[Task input start]

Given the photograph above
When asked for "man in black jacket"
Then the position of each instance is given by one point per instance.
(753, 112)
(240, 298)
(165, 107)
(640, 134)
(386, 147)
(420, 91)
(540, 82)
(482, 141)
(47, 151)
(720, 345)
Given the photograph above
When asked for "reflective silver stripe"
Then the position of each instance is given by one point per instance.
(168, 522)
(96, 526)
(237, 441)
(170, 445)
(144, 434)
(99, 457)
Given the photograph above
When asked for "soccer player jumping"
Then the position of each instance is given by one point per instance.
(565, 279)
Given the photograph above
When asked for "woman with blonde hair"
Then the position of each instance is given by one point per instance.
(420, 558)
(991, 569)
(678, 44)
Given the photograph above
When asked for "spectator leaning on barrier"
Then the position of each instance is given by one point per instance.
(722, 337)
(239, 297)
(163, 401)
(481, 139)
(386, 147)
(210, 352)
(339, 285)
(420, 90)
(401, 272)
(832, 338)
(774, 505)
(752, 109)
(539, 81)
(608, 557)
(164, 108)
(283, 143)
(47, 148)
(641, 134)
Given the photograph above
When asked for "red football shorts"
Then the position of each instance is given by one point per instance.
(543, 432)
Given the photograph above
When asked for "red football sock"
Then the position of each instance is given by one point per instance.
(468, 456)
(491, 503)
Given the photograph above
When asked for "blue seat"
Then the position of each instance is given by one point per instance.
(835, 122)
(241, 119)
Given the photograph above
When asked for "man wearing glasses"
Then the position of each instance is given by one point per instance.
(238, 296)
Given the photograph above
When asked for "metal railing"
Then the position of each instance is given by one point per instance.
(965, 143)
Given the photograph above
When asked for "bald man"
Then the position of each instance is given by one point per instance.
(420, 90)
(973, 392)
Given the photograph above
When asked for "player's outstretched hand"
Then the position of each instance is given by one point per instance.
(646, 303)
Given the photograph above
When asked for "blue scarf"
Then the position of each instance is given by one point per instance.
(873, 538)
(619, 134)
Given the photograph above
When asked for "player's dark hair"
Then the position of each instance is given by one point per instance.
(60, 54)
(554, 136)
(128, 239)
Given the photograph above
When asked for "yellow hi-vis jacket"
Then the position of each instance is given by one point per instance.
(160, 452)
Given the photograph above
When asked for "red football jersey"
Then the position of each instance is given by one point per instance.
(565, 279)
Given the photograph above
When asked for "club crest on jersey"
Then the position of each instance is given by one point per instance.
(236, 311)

[Task input end]

* Task directions: Filter the records above and copy out each line containing the string "football", matching case exactly.

* Finished answer:
When asked for "red football shorts"
When asked for "red football sock"
When asked for "red football jersey"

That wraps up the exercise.